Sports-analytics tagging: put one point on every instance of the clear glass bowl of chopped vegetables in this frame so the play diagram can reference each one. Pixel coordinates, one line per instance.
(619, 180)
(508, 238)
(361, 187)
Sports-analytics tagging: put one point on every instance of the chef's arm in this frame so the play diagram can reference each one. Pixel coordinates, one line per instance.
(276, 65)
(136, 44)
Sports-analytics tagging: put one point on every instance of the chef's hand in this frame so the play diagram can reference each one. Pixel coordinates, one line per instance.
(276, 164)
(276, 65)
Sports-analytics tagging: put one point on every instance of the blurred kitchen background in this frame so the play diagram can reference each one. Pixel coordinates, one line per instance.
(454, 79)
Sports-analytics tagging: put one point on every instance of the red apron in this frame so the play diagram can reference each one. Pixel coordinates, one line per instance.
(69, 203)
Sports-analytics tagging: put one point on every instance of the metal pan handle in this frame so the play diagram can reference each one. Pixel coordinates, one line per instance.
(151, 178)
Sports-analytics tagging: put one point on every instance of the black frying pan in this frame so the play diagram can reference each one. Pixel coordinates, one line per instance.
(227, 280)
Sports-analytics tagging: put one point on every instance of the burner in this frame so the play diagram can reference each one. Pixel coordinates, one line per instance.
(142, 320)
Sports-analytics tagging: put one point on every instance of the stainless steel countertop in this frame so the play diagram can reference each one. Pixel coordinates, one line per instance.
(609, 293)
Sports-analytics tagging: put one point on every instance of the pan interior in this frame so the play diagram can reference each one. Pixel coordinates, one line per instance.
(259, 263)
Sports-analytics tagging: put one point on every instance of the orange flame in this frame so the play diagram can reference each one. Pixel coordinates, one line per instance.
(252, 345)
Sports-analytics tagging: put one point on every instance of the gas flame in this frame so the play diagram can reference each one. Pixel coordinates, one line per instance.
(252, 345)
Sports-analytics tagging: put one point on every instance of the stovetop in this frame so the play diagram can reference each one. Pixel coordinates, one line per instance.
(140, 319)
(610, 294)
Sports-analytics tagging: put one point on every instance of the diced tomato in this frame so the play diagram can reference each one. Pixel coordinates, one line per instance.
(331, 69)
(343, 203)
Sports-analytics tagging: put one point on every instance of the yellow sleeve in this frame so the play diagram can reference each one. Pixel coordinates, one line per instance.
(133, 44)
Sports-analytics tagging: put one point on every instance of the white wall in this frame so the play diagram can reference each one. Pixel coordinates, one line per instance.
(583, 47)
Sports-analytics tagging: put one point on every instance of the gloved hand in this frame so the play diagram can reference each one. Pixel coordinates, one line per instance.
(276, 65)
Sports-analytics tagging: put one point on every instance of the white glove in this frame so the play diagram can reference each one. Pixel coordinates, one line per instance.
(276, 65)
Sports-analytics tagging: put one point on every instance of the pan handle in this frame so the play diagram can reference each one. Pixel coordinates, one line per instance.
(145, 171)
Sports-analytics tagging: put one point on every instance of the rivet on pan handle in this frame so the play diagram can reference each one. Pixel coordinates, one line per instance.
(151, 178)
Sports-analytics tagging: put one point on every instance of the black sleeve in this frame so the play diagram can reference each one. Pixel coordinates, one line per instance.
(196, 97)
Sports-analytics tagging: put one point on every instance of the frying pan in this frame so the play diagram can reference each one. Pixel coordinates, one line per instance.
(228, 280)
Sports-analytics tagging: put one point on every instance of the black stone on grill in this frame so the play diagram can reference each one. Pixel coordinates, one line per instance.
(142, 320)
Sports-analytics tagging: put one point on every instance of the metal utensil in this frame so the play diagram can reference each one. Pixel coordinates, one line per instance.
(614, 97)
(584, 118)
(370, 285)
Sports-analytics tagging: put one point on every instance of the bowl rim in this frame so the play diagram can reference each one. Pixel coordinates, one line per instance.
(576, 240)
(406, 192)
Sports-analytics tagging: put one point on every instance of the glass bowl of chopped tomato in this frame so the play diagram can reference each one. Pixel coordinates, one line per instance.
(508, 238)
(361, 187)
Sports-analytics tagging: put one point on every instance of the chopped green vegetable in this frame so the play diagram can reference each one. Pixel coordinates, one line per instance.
____
Assignment:
Reproduce the entries above exactly, every line included.

Your response:
Sports-analytics tagging: put one point on every instance of the clear glass bowl of chopped vegetables in this frame so the play diagram can reference each one. Pixel coordinates, one line per instance.
(619, 180)
(508, 238)
(361, 187)
Sports-analytics tagging: put one point on every instance of the chef's arm in this frame so the play diagram can reference each one. Pixel coordinates, one line per instance.
(276, 65)
(136, 44)
Sports-analytics tagging: put one point on every instance of the chef's hand in this frame so the play diagram can reference each one. Pixel coordinates, one line per instance.
(276, 164)
(276, 65)
Sports-analytics tagging: put one point on every instance of the blurred kitchen background in this frame so the play diagram can reference each one. Pixel coordinates, one line per instance.
(454, 79)
Sports-analytics tagging: put one point on every instance of the red apron in this frame so the play diagram can reference each one. Pixel coordinates, one line per instance.
(69, 203)
Sports-analytics tagging: put one point on every instance of the metal pan handle in this frame so the play diagram can reference each one. Pixel coordinates, one line per instance.
(151, 178)
Sports-analytics tagging: put one point on every instance of the black frying pan in this frame so the play diagram can reference each one. Pixel coordinates, one line per instance.
(227, 280)
Sports-analytics tagging: put one point on every instance of the burner in this frame so the play diagram can reference each one. Pixel coordinates, one line per instance.
(142, 320)
Sports-analytics tagging: put one point on every instance of the stainless steel countertop in this frame so the play diagram can reference each one. Pixel coordinates, one line per instance.
(609, 293)
Sports-analytics tagging: put one point on every instance of the pan interior in this frame so the play diagram can reference each one. Pixel coordinates, one line per instance.
(259, 263)
Sports-analytics tagging: put one point on every instance of the orange flame in this frame so the play diagram can reference each one. Pixel coordinates, one line per instance.
(252, 345)
Sports-analytics tagging: put one point on every instance of the gas flame in this frame so the play diagram can reference each one. Pixel coordinates, one line per instance.
(252, 345)
Sports-analytics tagging: put one point on every instance of the stovetop in this frame so the play diagram can reference each one. Pixel coordinates, one line per instance.
(140, 319)
(610, 294)
Sports-analytics tagging: put one point on every instance of the diced tomato in this frame so the play diagram can reference each one. Pixel coordinates, one line per instance.
(331, 69)
(343, 203)
Sports-analytics tagging: put one point on every instance of the yellow sleeve in this frame so the play diagram can reference each one. Pixel coordinates, one line per instance.
(133, 44)
Sports-analytics tagging: put one point on every instance of the white wall in this frame so the play diagram can reference each one. Pixel coordinates, one line per instance.
(583, 47)
Sports-analytics tagging: put one point on every instance of the gloved hand in this frame so the play diagram can reference each one. Pixel coordinates, one line per instance.
(276, 65)
Sports-analytics tagging: put one point on every instance of the white glove in this frame so the play diagram can reference each one. Pixel coordinates, one line per instance.
(276, 65)
Sports-analytics tagging: put one point on every instance of the pan handle in this frame so the play diagram can reference each one. Pixel coordinates, one line per instance.
(145, 171)
Sports-analytics tagging: put one point on every instance of the rivet on pan handle in this frame so the play diagram can reference each one. Pixel coordinates, one line per instance.
(151, 178)
Sports-analytics tagging: put one point on every instance of the black sleeve in this frame so the play diagram can reference each one. Pixel coordinates, one line per instance.
(196, 97)
Sports-analytics tagging: put one point on every instance of the frying pan in this frame so the play diagram can reference each one. Pixel coordinates, one line per instance.
(228, 280)
Sports-analytics tagging: put one point on every instance of the black stone on grill in this frame so the play diagram can reference each one. Pixel coordinates, one line per instance.
(142, 320)
Sports-analytics tagging: put one point on every instance of the metal utensil in this frame so the play diagram can reference each one. Pixel coordinates, one line per instance.
(614, 97)
(584, 118)
(370, 285)
Sports-analytics tagging: put one point on every instance of the bowl rim in this frame so the play diagram can reference each one. Pixel coordinates, one line per instance.
(576, 240)
(406, 192)
Sports-analytics tagging: put one point on every instance of the glass bowl of chopped tomato in this frame so the play diagram can reference each one. Pixel coordinates, one line per instance.
(508, 238)
(361, 187)
Sports-analytics tagging: put one point on every instance of the chopped green vegetable in this frame so the play diagram can reference each one. Pixel coordinates, one line per instance.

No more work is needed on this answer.